Given request 1:
Using the passage on Pollard's songwriting below, explain what allowed Pollard to quit his school-teaching job.

Text passage:
* * * * * * * * *

Maybe. If you’re a longtime fan of the Dayton, Ohio-based songwriter, though, such a “technique” might also make you wonder how many more titles, let alone melodies, he can come up with. The notoriously prolific—and, some would say, notoriously uneven—Pollard estimates his lifetime songwriting output at around 4,000 songs, topping out at around 200 per year during the time of Bee Thousand (1994)—the album whose opaque cover art, enigmatic song titles (“Tractor Rape Chain,” “The Goldheart Mountaintop Queen Directory”), and grainy production blindsided the rock-crit establishment and allowed Pollard to finally quit his school-teaching job and become a full-time musician. These days, he says, “I’ve slowed myself down”—meaning he now writes “around 50 [songs] per year,” most of which appear on the various side and solo projects released through his ever-lengthening Fading Captain Series, a numbered and continually expanding set of records released independently by Pollard.

* * * * * * * * *

Entries shown:
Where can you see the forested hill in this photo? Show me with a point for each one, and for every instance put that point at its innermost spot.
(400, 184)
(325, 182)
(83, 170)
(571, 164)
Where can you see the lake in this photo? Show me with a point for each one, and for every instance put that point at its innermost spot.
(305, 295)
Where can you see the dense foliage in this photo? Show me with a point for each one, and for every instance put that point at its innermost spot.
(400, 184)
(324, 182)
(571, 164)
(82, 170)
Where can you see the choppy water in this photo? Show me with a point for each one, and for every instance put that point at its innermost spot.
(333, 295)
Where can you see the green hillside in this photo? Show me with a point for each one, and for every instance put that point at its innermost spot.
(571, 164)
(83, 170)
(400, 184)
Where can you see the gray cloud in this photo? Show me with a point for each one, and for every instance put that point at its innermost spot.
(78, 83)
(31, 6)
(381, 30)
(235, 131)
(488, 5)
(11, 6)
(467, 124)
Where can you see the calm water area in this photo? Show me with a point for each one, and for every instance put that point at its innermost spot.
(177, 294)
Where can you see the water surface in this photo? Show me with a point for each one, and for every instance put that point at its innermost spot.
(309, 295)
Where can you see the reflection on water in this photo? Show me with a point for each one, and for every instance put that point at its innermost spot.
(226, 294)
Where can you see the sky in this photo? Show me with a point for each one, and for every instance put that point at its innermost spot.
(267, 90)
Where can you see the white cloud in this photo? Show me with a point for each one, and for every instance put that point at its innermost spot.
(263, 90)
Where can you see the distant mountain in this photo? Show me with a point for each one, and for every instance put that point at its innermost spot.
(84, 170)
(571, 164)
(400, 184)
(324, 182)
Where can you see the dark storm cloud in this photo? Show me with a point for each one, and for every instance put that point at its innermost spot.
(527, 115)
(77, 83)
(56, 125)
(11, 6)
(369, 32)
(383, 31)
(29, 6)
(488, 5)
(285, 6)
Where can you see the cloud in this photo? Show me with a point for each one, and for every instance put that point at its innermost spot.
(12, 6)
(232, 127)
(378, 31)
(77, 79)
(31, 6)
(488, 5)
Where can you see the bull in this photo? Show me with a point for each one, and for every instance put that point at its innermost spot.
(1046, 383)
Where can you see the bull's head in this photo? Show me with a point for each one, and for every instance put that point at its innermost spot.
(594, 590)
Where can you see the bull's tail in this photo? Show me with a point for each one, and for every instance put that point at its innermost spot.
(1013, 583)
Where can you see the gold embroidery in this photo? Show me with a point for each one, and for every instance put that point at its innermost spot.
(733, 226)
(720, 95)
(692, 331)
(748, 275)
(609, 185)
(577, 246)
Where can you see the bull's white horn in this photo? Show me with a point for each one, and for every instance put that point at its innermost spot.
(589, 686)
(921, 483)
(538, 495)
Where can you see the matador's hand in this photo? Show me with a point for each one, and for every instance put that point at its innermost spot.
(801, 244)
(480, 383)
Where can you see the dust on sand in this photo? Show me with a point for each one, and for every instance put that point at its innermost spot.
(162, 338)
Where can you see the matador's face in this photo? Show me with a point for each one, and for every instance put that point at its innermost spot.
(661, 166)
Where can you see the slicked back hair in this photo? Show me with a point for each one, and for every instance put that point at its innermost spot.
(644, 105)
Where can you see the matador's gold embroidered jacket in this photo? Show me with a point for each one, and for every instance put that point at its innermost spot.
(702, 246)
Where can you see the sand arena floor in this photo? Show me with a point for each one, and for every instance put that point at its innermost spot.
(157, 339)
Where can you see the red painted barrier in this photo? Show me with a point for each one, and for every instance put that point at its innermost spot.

* * * * * * * * *

Given request 2:
List every line of the entries above that contains the string "white". Case counts.

Correct output 1:
Pollard could quit because of Bee Thousand (1994). Its opaque cover art, enigmatic song titles, and grainy production blindsided the rock-crit establishment, and that success let him become a full-time musician.

Correct output 2:
Where can you see the white cloud in this photo? Show me with a point for each one, and for every instance put that point at its innermost spot.
Where can you see the bull's white horn in this photo? Show me with a point for each one, and for every instance put that point at its innermost spot.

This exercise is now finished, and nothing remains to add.